Four ways to find out if your support staff pay is competitive in your area.
To avoid costly turnover among your support staff, a key question to ask yourself is whether you are paying them competitively.
“Even for Millennials, pay is king,” says Heather Romano, a veterinary business consultant. “There are a lot of myths out there about how Millennials only care about saving the world and having a job where there’s a purpose—but at the end of the day, they still have bills to pay.”
So what should you be paying your support staff? Romano says this is one of the top questions she’s asked by practice owners and managers. The answer will vary widely depending on your location. “For example, a kennel job might pay minimum wage in a state like Alabama, while in California it could easily be $16 per hour,” she says. “So we’re talking about potentially double the pay, depending on where you are in the country.”

===

### ACTION ITEM
Write out the passage on support staff pay word for word, from "Four ways to" down to "paying them competitively.".

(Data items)

===

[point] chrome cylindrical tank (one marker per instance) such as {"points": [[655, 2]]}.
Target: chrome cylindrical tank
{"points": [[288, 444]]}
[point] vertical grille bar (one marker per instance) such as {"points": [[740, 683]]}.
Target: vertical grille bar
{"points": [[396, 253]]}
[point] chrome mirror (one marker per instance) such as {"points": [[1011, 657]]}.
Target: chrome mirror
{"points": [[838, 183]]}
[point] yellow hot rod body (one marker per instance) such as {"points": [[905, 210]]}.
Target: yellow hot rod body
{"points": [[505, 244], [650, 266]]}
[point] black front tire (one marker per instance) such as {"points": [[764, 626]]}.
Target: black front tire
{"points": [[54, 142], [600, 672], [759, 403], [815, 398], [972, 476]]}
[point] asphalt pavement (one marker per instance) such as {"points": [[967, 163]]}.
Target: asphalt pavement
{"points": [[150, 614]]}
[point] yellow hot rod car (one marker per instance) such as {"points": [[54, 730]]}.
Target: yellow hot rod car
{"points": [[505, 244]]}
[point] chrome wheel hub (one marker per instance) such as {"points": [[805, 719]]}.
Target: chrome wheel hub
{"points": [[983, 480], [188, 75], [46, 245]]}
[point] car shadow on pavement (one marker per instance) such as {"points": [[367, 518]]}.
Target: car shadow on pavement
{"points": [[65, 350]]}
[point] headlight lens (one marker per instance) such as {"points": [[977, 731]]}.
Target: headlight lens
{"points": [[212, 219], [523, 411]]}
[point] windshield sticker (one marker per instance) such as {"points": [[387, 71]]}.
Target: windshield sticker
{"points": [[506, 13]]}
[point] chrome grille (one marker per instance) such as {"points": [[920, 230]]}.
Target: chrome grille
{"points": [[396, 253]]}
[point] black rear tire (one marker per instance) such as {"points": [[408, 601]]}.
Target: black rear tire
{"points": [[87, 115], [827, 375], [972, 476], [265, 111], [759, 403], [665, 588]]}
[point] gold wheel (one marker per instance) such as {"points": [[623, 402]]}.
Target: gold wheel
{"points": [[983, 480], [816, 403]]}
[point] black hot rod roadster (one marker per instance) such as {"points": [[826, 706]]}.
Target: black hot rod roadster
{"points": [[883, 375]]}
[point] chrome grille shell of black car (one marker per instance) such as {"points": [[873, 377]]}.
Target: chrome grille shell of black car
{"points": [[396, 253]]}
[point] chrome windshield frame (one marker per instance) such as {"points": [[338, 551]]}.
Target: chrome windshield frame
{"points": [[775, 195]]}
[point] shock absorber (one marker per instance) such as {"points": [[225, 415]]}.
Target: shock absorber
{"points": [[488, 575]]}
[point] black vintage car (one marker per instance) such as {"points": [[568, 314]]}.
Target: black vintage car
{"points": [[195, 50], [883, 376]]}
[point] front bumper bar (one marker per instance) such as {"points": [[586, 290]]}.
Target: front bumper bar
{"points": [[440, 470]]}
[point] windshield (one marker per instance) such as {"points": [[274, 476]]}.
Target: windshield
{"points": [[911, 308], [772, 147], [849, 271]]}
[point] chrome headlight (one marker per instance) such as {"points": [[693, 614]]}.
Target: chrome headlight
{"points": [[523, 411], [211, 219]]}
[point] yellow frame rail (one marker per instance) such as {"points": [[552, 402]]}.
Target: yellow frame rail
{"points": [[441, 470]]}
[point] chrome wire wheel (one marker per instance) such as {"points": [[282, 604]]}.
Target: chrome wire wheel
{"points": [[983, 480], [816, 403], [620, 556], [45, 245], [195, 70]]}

===

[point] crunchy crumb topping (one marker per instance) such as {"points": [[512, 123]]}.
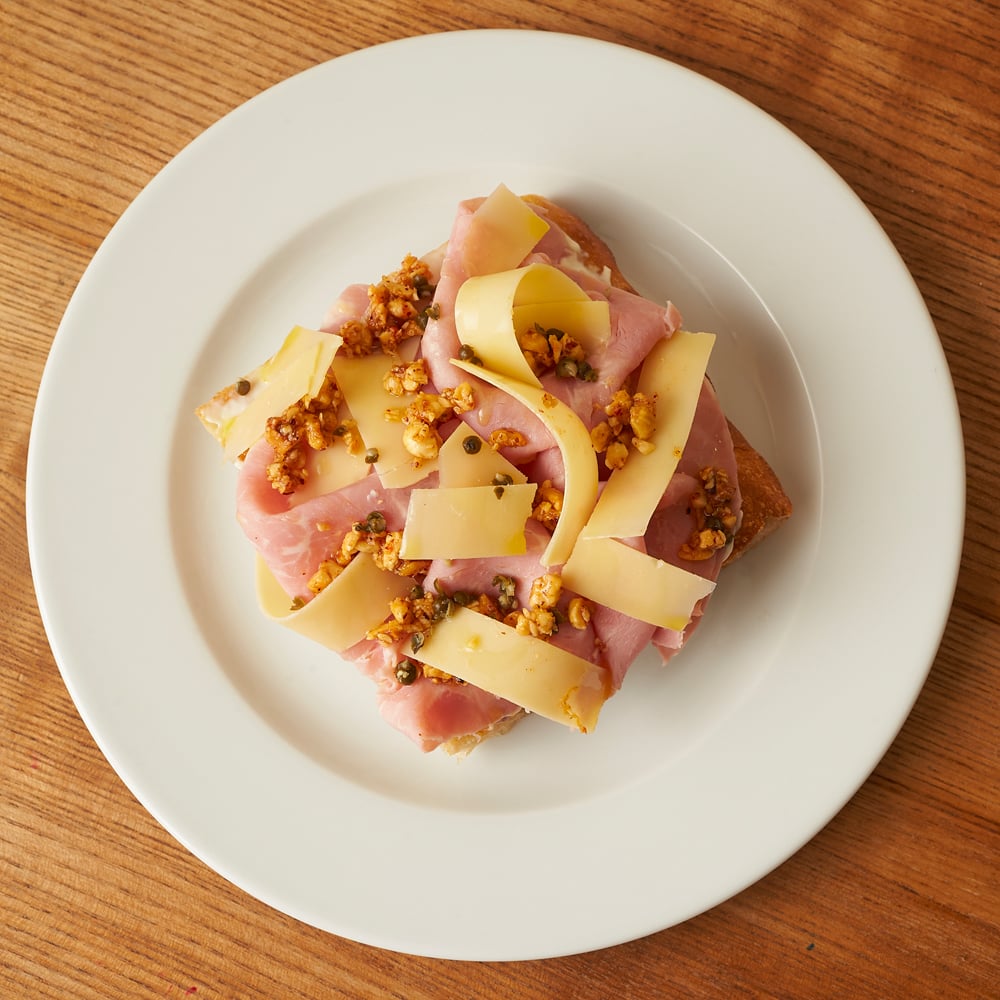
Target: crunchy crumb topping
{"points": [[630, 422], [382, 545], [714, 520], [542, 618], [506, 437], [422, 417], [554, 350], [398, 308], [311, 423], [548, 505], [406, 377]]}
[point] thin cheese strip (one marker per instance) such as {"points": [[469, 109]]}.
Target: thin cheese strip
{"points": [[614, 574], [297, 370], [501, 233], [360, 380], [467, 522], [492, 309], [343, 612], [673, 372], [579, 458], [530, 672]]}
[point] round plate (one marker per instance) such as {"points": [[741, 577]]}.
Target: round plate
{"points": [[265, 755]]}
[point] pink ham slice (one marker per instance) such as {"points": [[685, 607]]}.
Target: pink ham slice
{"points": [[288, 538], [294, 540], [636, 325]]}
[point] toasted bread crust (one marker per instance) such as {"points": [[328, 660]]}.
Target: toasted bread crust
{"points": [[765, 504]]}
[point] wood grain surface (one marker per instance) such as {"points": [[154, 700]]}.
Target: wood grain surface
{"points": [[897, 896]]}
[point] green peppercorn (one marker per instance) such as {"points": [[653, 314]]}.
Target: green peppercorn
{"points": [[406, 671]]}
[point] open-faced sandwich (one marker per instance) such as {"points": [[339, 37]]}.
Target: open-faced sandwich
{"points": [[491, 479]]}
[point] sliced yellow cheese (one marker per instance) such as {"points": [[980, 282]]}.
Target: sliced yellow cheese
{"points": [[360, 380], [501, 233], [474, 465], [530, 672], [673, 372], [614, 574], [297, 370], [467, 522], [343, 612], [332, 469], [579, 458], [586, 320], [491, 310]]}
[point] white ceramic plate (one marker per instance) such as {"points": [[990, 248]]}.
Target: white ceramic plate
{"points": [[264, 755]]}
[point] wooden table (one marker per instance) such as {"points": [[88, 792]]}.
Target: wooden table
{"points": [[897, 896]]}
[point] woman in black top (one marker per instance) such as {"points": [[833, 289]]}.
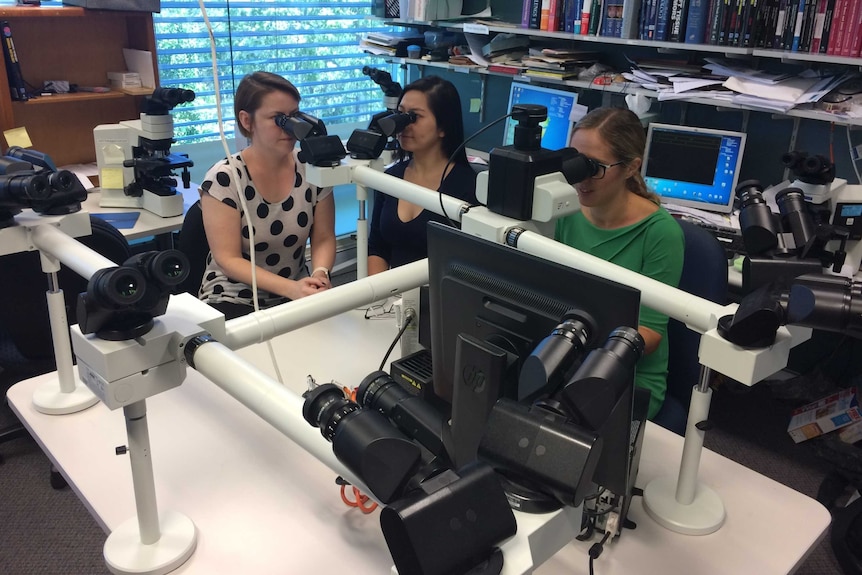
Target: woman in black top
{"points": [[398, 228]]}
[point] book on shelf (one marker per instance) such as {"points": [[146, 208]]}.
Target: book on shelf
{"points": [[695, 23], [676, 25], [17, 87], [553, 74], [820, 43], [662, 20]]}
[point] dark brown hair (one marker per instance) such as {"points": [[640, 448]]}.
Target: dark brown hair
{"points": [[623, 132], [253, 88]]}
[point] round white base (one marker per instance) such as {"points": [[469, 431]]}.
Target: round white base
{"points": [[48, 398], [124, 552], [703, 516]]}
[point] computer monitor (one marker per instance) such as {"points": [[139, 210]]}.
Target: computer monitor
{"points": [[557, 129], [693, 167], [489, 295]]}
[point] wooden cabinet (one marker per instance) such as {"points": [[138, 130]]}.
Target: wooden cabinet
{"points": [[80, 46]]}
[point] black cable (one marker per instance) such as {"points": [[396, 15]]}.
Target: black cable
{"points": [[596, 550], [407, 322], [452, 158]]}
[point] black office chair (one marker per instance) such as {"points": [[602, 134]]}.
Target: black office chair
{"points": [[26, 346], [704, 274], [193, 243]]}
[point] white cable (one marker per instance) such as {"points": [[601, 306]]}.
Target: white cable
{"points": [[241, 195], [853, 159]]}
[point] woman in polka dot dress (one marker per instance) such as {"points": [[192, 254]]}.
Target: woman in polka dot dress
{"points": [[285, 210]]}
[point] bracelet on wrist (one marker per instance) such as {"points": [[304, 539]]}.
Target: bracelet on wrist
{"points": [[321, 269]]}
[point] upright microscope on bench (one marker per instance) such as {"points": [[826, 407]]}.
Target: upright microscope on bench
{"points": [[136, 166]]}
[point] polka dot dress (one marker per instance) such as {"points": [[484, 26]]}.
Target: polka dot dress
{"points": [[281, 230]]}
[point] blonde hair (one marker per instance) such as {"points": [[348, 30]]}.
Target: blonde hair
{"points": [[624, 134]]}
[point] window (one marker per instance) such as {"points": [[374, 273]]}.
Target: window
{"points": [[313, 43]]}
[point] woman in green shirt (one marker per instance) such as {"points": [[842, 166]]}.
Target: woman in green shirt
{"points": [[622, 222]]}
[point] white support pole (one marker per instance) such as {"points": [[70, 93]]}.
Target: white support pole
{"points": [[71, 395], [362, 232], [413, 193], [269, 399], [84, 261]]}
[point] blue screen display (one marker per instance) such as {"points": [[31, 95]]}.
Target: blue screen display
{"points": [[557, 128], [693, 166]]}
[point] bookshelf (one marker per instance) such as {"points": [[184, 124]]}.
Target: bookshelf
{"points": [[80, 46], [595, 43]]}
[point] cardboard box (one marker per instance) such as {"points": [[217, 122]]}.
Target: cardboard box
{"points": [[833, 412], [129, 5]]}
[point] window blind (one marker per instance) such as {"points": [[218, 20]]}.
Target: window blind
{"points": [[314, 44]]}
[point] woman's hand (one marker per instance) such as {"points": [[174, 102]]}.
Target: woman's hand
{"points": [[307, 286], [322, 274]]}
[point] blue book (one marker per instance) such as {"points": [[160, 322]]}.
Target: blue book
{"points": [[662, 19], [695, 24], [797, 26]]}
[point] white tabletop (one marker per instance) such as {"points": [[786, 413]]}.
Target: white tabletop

===

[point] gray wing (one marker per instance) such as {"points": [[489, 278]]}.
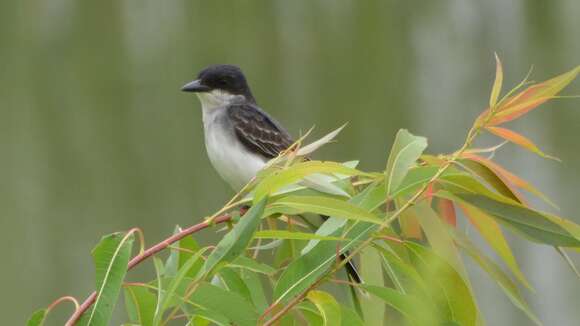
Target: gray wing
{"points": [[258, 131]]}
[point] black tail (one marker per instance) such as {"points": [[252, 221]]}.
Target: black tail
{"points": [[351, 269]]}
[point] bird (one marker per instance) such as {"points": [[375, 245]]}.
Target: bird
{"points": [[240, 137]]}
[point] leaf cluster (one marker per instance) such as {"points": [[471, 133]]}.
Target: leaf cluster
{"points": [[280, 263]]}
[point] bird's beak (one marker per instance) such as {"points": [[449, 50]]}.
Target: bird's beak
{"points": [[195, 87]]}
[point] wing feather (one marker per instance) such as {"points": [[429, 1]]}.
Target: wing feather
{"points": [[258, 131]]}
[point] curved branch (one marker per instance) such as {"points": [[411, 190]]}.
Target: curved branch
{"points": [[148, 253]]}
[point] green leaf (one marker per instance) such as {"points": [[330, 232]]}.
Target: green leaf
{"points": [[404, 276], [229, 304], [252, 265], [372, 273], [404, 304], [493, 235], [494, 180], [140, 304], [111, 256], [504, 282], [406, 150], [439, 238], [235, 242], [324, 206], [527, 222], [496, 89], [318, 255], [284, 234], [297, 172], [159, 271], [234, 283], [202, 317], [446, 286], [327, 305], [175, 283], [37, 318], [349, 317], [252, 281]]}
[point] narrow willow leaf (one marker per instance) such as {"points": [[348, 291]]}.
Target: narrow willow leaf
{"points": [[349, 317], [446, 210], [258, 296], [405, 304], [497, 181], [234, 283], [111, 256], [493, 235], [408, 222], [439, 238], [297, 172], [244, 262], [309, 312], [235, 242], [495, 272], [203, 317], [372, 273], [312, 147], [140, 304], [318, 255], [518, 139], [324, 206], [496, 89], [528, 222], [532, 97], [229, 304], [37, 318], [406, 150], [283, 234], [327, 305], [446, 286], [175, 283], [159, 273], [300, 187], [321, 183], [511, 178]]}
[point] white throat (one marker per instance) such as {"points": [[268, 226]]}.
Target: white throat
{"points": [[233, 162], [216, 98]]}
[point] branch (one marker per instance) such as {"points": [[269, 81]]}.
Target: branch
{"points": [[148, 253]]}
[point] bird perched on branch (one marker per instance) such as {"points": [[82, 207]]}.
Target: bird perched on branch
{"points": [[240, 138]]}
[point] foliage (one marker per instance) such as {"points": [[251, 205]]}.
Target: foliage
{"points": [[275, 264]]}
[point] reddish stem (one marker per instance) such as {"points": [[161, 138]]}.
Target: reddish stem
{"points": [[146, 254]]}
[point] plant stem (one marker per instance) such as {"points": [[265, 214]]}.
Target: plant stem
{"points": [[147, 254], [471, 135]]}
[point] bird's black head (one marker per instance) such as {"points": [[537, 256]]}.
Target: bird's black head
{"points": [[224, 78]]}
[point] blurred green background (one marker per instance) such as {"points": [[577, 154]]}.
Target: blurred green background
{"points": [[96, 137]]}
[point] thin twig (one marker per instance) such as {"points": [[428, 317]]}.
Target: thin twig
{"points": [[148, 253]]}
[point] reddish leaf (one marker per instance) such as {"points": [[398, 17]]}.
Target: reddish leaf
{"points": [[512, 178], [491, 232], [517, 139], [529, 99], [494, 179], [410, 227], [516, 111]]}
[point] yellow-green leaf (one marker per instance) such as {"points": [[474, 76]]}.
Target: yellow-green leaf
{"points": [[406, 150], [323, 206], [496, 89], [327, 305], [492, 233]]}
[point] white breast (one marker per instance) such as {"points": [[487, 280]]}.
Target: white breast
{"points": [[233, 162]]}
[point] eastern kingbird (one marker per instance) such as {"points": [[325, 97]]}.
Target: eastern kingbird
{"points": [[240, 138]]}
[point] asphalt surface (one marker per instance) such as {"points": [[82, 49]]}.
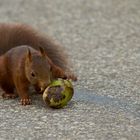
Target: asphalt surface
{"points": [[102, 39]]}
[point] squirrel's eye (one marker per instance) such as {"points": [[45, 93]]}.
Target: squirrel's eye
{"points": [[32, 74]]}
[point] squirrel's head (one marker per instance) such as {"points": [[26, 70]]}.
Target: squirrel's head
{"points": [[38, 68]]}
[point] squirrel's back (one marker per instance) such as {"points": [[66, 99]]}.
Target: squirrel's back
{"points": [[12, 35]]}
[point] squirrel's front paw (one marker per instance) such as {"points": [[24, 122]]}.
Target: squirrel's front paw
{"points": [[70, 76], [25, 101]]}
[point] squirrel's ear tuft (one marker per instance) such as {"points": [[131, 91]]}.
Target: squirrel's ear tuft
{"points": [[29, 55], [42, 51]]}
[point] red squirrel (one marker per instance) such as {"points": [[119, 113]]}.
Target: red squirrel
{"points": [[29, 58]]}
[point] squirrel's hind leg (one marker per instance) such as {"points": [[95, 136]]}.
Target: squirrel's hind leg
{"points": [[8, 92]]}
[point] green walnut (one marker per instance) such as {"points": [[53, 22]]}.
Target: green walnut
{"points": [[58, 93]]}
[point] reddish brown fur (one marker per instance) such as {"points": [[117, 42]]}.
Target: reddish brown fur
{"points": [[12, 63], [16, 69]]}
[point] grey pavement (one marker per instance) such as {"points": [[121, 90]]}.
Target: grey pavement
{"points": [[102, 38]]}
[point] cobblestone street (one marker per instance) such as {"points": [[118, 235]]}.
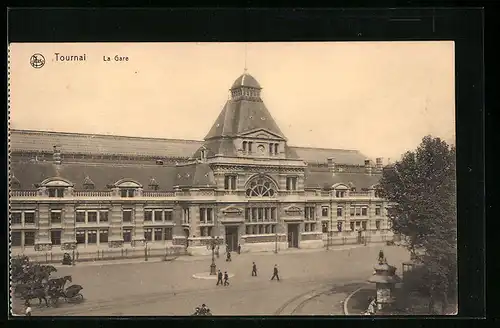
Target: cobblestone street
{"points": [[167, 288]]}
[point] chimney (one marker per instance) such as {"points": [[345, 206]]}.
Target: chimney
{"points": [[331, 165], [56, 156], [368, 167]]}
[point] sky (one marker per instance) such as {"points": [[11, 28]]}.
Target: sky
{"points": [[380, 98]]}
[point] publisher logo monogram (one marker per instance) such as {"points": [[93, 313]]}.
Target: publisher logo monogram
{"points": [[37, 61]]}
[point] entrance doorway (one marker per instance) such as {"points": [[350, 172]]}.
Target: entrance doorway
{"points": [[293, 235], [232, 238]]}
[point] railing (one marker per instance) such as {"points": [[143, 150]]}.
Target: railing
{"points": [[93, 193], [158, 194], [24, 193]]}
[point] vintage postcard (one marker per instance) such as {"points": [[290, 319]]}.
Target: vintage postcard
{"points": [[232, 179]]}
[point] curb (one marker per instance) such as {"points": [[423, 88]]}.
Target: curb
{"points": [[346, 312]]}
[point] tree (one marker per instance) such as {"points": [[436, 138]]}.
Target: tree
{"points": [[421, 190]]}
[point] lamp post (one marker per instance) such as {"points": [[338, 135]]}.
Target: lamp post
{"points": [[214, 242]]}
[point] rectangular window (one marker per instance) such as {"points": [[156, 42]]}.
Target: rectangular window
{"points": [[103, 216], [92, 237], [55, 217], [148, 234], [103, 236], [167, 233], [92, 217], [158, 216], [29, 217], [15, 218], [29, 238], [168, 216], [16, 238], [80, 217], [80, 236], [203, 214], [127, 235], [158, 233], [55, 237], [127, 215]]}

===

### SOLUTION
Four ways to find out if your support staff pay is competitive in your area.
To avoid costly turnover among your support staff, a key question to ask yourself is whether you are paying them competitively.